Provided data:
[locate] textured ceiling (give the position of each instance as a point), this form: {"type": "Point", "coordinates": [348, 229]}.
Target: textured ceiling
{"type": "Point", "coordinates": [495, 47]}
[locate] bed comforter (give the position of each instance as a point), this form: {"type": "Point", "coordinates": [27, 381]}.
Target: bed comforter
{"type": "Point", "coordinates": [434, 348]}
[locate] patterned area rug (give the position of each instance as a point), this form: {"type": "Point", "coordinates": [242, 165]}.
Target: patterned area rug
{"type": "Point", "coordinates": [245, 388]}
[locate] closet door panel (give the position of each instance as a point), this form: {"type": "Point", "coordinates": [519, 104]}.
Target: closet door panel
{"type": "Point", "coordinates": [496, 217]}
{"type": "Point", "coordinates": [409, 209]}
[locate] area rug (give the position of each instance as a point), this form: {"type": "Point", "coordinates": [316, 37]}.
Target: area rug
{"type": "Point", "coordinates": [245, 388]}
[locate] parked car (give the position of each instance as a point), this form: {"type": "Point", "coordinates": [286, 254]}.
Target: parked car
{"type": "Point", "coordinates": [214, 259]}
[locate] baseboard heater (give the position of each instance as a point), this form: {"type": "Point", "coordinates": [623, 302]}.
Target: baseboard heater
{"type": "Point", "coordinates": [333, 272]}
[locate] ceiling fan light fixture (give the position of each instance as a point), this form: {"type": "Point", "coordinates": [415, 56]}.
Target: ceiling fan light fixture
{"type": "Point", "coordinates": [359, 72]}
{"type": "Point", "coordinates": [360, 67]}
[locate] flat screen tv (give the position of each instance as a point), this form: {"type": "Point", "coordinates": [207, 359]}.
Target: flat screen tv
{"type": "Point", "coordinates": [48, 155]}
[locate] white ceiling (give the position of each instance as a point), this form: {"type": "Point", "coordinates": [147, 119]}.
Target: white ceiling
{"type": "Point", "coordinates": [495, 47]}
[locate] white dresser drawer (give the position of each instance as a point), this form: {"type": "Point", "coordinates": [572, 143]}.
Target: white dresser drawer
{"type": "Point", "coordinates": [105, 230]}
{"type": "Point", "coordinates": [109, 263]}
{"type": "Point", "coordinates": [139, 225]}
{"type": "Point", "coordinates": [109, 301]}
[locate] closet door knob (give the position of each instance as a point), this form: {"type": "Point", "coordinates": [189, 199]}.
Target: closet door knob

Problem description:
Exactly as they appear, print the lines from the one holding "Target: white ceiling" through the final line of the entries, and no others.

Response to this exercise:
Target: white ceiling
{"type": "Point", "coordinates": [495, 47]}
[locate] white dresser drawer (give the position of each instance as a point), this form: {"type": "Point", "coordinates": [572, 143]}.
Target: white dresser drawer
{"type": "Point", "coordinates": [105, 230]}
{"type": "Point", "coordinates": [109, 263]}
{"type": "Point", "coordinates": [139, 225]}
{"type": "Point", "coordinates": [109, 301]}
[locate] closet door knob (give the position of each instance as a point), this form: {"type": "Point", "coordinates": [189, 199]}.
Target: closet door knob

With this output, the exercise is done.